What you should do:
Could you reproduce every entry that follows, exactly as shown?

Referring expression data

◇ ◇ ◇ ◇

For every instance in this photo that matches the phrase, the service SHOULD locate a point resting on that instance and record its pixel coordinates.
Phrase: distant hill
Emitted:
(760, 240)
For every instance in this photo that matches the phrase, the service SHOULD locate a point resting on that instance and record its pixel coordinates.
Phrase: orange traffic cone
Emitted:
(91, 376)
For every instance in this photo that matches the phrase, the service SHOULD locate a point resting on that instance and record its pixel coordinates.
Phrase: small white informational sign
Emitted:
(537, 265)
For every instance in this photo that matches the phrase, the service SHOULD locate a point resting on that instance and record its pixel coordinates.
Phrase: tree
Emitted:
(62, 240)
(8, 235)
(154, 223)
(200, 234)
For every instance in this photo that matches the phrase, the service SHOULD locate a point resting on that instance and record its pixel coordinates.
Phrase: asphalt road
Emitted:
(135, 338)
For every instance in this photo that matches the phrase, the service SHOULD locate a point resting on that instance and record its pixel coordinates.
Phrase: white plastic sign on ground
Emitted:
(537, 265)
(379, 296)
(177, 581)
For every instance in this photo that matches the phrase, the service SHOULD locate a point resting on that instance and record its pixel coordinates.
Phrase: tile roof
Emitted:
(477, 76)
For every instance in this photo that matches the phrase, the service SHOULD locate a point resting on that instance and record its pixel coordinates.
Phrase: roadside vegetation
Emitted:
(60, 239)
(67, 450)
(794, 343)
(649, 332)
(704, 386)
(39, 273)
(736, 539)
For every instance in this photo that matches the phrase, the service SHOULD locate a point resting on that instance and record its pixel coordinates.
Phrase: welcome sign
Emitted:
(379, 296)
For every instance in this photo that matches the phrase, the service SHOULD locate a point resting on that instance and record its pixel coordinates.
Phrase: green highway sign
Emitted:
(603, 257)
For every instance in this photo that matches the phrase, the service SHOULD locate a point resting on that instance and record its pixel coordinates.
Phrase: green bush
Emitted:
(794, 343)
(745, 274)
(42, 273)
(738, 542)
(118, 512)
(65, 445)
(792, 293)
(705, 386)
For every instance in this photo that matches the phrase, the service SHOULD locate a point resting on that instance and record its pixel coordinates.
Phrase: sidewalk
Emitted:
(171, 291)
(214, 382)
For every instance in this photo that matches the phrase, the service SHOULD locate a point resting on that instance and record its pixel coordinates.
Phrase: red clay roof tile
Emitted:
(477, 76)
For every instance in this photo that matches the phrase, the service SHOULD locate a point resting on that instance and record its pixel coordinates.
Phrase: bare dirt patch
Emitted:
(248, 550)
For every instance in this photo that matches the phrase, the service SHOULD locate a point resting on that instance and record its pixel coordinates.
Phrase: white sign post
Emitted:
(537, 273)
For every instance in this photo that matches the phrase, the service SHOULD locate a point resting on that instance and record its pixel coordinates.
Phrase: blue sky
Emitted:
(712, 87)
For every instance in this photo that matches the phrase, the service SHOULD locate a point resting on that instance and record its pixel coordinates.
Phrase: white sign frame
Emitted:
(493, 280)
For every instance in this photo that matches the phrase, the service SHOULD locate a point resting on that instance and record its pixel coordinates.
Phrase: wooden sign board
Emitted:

◇ ◇ ◇ ◇

Response area:
For every instance in this photo that matches the phrase, the service SHOULD locate a point resting on that instance and record its pixel coordinates.
Phrase: distant hill
Emitted:
(760, 240)
For every instance in this photo that matches the phrase, the service SHOULD locate a point resting on that instance and record its pixel coordinates.
Phrase: orange traffic cone
Emitted:
(91, 376)
For every instance in this photo that matches the phrase, the service SHOULD locate a point resting on that instance and record its pixel coordinates.
Phrase: small white informational sign
Emitted:
(537, 265)
For every instance in this photo that matches the phrase, the service SHOULD locate a point resting on that instance and record its pixel coordinates.
Phrase: tree
Emitted:
(62, 240)
(8, 235)
(154, 223)
(200, 234)
For every instance in this photo that matches the phrase, the service SHOULD locate a point resting on that instance and record its pixel coordinates.
Phrase: asphalt road
Emitted:
(135, 338)
For every instance in this photo that matches the phrase, the service SHOULD locate a point resting on that instance and record its pixel coordinates.
Phrase: white plastic sign on ground
Emitted:
(537, 265)
(379, 296)
(177, 581)
For every instance in this photo that matches the phrase, the service SHOULD locate a point resting on that instance and record its pixel coordinates.
Phrase: tile roof
Emitted:
(477, 76)
For every instance in this photo that matches the phrase, the service SHOULD locate a point resting on that instance and record its pixel coordinates.
Phrase: roadside vegetation
Emitted:
(60, 239)
(67, 450)
(794, 343)
(649, 332)
(704, 386)
(39, 273)
(736, 539)
For every instance in this photo that matches the phrase, the service SHOULD locate a point resting on that instance and record its pixel coordinates.
Phrase: welcome sign
Emitted:
(379, 296)
For every instance in this photo that matches the phrase, the service SHOULD locate a point resting on that instance and record its pixel coordinates.
Phrase: green highway sign
Emitted:
(603, 257)
For every instance in this photo that matches the phrase, the service SHOULD locate a point resting on that instance and record its pixel coordinates.
Phrase: green bush
Emitted:
(794, 343)
(745, 274)
(42, 273)
(738, 542)
(118, 512)
(65, 445)
(792, 293)
(705, 386)
For every instance in this photo that matches the phrase, the service SHOULD locate a point resting on that instance and record its pixel coordinates.
Phrase: sidewalk
Emitted:
(171, 291)
(214, 382)
For every instance in this photo that matches the phrase, the service SHOULD locate a point resting on that instance and record its pixel coordinates.
Phrase: red clay roof tile
Emitted:
(477, 76)
For every instance in this photo that matches the phrase, the service SHOULD locate a point resting on that instance and record its pixel coordinates.
Phrase: bare dirt patch
Emitted:
(248, 550)
For every instance in this photo that matches the phrase, the service SHOULD locate a point resting on that instance and record its pixel coordinates.
Phrase: white sign post
Emitted:
(537, 273)
For every instance in this photo that matches the phrase, the service SHOULD locate a point resting on that instance and record its pixel coordinates.
Phrase: blue sky
Emitted:
(712, 87)
For every instance in this photo that matches the phrase, the service SHOULD locate a point resting on that instance and record its pixel coordinates.
Phrase: white sign frame
Emitted:
(493, 280)
For every instance in this photo that matches the phrase, the service SHOULD locate a point resting on that instance and record its pixel coordinates.
Phrase: wooden sign board
Emitted:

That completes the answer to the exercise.